Copy every one of the records below word for word, leaving out the pictures.
— begin EXTRACTED DATA —
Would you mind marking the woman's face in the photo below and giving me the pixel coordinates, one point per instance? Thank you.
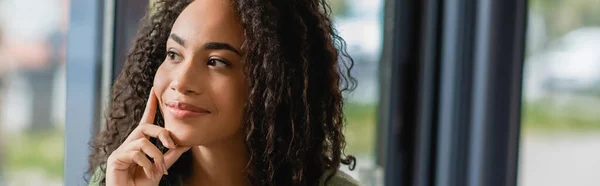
(200, 85)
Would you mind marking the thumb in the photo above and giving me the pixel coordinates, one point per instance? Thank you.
(173, 154)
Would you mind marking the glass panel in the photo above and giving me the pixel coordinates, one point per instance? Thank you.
(32, 91)
(560, 142)
(360, 23)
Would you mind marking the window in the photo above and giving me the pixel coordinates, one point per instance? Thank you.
(560, 138)
(360, 23)
(32, 91)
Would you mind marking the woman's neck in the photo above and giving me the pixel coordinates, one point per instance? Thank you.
(220, 164)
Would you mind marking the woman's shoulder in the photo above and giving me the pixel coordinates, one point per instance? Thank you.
(339, 179)
(97, 177)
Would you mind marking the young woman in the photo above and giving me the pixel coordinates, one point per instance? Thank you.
(229, 92)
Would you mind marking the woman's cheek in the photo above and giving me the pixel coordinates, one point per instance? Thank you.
(161, 81)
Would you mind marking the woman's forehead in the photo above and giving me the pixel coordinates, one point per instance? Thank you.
(209, 21)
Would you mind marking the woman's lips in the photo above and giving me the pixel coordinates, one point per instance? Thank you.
(181, 110)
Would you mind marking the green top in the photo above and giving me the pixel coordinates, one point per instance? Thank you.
(339, 179)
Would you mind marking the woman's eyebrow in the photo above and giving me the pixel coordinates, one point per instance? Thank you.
(221, 46)
(178, 39)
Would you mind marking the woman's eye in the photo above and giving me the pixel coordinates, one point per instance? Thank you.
(217, 62)
(173, 56)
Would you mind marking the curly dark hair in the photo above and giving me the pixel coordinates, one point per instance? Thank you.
(296, 69)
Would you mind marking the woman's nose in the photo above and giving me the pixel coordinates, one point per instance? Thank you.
(181, 87)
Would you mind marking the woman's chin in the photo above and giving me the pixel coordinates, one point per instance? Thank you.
(185, 138)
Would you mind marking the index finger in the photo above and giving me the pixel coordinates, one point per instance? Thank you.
(150, 111)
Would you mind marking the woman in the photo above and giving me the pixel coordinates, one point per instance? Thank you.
(229, 92)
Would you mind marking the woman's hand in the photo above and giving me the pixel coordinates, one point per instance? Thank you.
(129, 165)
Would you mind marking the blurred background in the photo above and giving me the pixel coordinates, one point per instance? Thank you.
(560, 136)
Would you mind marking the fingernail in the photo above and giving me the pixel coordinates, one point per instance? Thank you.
(165, 169)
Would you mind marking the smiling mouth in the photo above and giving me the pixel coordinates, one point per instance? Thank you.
(181, 110)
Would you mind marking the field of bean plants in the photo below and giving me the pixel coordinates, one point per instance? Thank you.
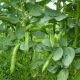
(39, 42)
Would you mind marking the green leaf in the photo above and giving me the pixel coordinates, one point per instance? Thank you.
(61, 17)
(38, 10)
(68, 56)
(52, 39)
(13, 59)
(57, 54)
(77, 50)
(63, 75)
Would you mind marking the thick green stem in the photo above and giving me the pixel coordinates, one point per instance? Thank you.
(76, 27)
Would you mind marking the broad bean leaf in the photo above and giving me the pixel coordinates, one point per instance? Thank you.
(63, 75)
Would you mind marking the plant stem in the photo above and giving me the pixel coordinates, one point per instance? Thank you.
(76, 28)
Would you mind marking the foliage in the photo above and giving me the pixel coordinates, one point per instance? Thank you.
(39, 43)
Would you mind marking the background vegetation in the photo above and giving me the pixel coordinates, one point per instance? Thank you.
(39, 43)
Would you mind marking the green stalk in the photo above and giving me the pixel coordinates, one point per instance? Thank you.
(76, 28)
(13, 59)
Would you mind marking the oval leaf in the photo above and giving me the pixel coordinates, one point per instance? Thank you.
(57, 55)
— end EXTRACTED DATA —
■ ANSWER FOR THE TASK ■
Would you mind marking the woman's face in the photo below and giving me the pixel coordinates, one point per instance? Thank you.
(200, 85)
Would you mind marking the thumb in the photo above and giving me the pixel coordinates, one point per instance? Thank you.
(173, 154)
Would you mind marking the glass panel in the photo above and giving me the pixel coordinates, one point per instance? Thank you.
(32, 91)
(560, 142)
(360, 23)
Would you mind marking the window in the photo above and giving me the pixel coordinates, one point per instance? Thank you.
(560, 138)
(360, 23)
(32, 91)
Would you mind marking the woman's neck in the photo above and giving me the pixel coordinates, one point per instance? Thank you.
(220, 164)
Would you mind marking the woman's shoulder in the photo above and giving me the pixel coordinates, one point per instance? Thank you.
(339, 179)
(97, 177)
Would you mind marking the young woman in the photo above and giving me the pixel coordinates, one point per instance? Thank you.
(229, 92)
Would you mind marking the woman's cheek in the photo above and giving me the pixel coordinates, one point per instance? Thank you.
(161, 81)
Would you mind marking the woman's forehead in the photo above and giving me the pixel coordinates, one point per instance? Thank you.
(209, 21)
Would you mind marking the woman's lips in the photo above and giving me the pixel coordinates, one point per instance? Thank you.
(181, 110)
Would you mind marking the green top in the photo above and giving me the pixel coordinates, one point per instance? Thank you.
(339, 179)
Would you mind marking the woman's eyebrow in the photo above and giving me the pixel coordinates, one point per instance? Thank you.
(221, 46)
(178, 39)
Would you mind marking the woman's eye in the photo above and giving me the pixel coordinates, one point per instance? Thank you.
(217, 62)
(173, 56)
Would you mind marking the curly dark hair in the photo above and giving me the pixel coordinates, one point per instance? Thank you.
(296, 69)
Would you mind marking the woman's nose in the photo above and giving me the pixel coordinates, one point per instance? Thank you.
(181, 87)
Would you mind marking the woman's chin in the photo above and giving me the pixel coordinates, one point per instance? Thank you.
(185, 138)
Would you mind marking the index finger in the photo above and giving me the pixel coordinates, one point per instance? Thank you.
(150, 111)
Would you mind marking the woman in the photo above and giving me the pixel coordinates, one point per instance? Thank you.
(229, 92)
Would you mind marking the woman's hand in the photo above and giving me the pixel coordinates, one point per instance? Thank you.
(129, 165)
Would you mind marking the blurred background in the photo above and giving me the pixel coordinates, one point per instance? Thank you.
(560, 136)
Would you mind marking the fingernail in the photo above and giving me the pixel coordinates, one point per instance? Thank you.
(165, 169)
Would you mind marking the smiling mouth in the photo above and giving me the pixel coordinates, one point per instance? Thank you.
(181, 110)
Would you mind marking the field of bean plants in the photo below and giving me the pixel coordinates, one point per instance? Thank you.
(39, 42)
Would you mind marking the green leaf in the photo above and giving me the pixel coordinates, one point per instance? Thank you.
(61, 17)
(38, 10)
(68, 56)
(52, 39)
(13, 59)
(57, 54)
(77, 50)
(63, 75)
Would you mind marking the thick green stem in the photo above and giving me the pixel coordinates, one point per instance? Thank you.
(76, 27)
Would you mind marking the broad bean leaf in the photo above and giving me the pixel coordinates, one point per instance? Thank you.
(63, 75)
Would you mind marking the plant stem in the photo above and giving me the pixel coordinates, one point per instance? Thank you.
(76, 28)
Would you mind marking the foliage in the photo above and giving me the pixel coordinates, one point per instance? Thank you.
(39, 43)
Would you mind marking the background vegetation in the photo above and giving me the pixel coordinates, one point per instance? Thank you.
(39, 43)
Would you mind marking the green stalk in the photo above and giving me the pixel coordinates, one point per instance? Thank you.
(76, 28)
(13, 59)
Would you mind marking the oval leaf in the photo above and giving me the pixel coordinates, one point per instance? Thank you.
(57, 55)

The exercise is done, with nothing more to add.